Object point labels
>> start

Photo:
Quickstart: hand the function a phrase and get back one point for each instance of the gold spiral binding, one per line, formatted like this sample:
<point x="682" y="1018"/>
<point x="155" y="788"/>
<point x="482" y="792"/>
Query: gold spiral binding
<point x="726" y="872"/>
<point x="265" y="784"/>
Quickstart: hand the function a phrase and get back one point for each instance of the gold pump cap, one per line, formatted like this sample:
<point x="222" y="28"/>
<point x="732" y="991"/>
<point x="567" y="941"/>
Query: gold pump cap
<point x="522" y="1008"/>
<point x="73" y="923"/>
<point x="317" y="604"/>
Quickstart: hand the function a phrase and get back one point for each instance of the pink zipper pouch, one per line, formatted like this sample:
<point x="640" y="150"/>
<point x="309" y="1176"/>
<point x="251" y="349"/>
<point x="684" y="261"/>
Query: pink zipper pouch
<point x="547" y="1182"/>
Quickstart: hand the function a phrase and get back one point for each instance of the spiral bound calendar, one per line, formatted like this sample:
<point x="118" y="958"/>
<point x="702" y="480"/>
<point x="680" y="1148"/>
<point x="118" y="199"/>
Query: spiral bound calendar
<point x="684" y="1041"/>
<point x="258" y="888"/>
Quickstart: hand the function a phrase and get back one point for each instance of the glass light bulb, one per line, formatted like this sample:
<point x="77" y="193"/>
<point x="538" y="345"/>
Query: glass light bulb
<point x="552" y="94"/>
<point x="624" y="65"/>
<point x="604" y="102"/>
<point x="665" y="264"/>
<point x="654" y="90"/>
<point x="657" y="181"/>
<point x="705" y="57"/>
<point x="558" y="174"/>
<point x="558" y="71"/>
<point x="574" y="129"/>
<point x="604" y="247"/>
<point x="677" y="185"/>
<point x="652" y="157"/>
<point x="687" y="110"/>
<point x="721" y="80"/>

>> end

#### [PROBLEM REQUIREMENTS]
Copy the items above line for line, keeping every character the same.

#### [TASK ANSWER]
Photo:
Quickstart: hand the function a phrase and get back one point for each instance of the gold spiral binding, one per line, formatted like this sample:
<point x="682" y="1018"/>
<point x="155" y="788"/>
<point x="482" y="792"/>
Query: gold spiral binding
<point x="726" y="872"/>
<point x="265" y="784"/>
Quickstart: hand the function a phrase and get back one point for each instance of the gold pump cap, one per line, formatted like this sample:
<point x="222" y="28"/>
<point x="732" y="991"/>
<point x="567" y="941"/>
Query: gold pump cap
<point x="522" y="1008"/>
<point x="73" y="923"/>
<point x="317" y="604"/>
Quickstart: hand the function a phrase and get back one point for each instance of the pink zipper pouch, one per line, formatted like this sample:
<point x="640" y="150"/>
<point x="309" y="1176"/>
<point x="251" y="349"/>
<point x="684" y="261"/>
Query: pink zipper pouch
<point x="547" y="1182"/>
Quickstart: hand the function a phrase and get back one point for each instance of the spiral bound calendar, one per line, formatted like this sample:
<point x="118" y="958"/>
<point x="702" y="480"/>
<point x="680" y="1148"/>
<point x="118" y="199"/>
Query: spiral bound calendar
<point x="684" y="1041"/>
<point x="258" y="888"/>
Quickstart: hand the function a phrase and get back one point for each instance of the glass light bulb, one per line, formatted like this sample:
<point x="77" y="193"/>
<point x="538" y="345"/>
Query: glass light bulb
<point x="552" y="94"/>
<point x="624" y="65"/>
<point x="604" y="102"/>
<point x="665" y="264"/>
<point x="654" y="90"/>
<point x="657" y="181"/>
<point x="705" y="57"/>
<point x="558" y="174"/>
<point x="558" y="71"/>
<point x="574" y="129"/>
<point x="604" y="247"/>
<point x="677" y="185"/>
<point x="652" y="157"/>
<point x="687" y="110"/>
<point x="721" y="80"/>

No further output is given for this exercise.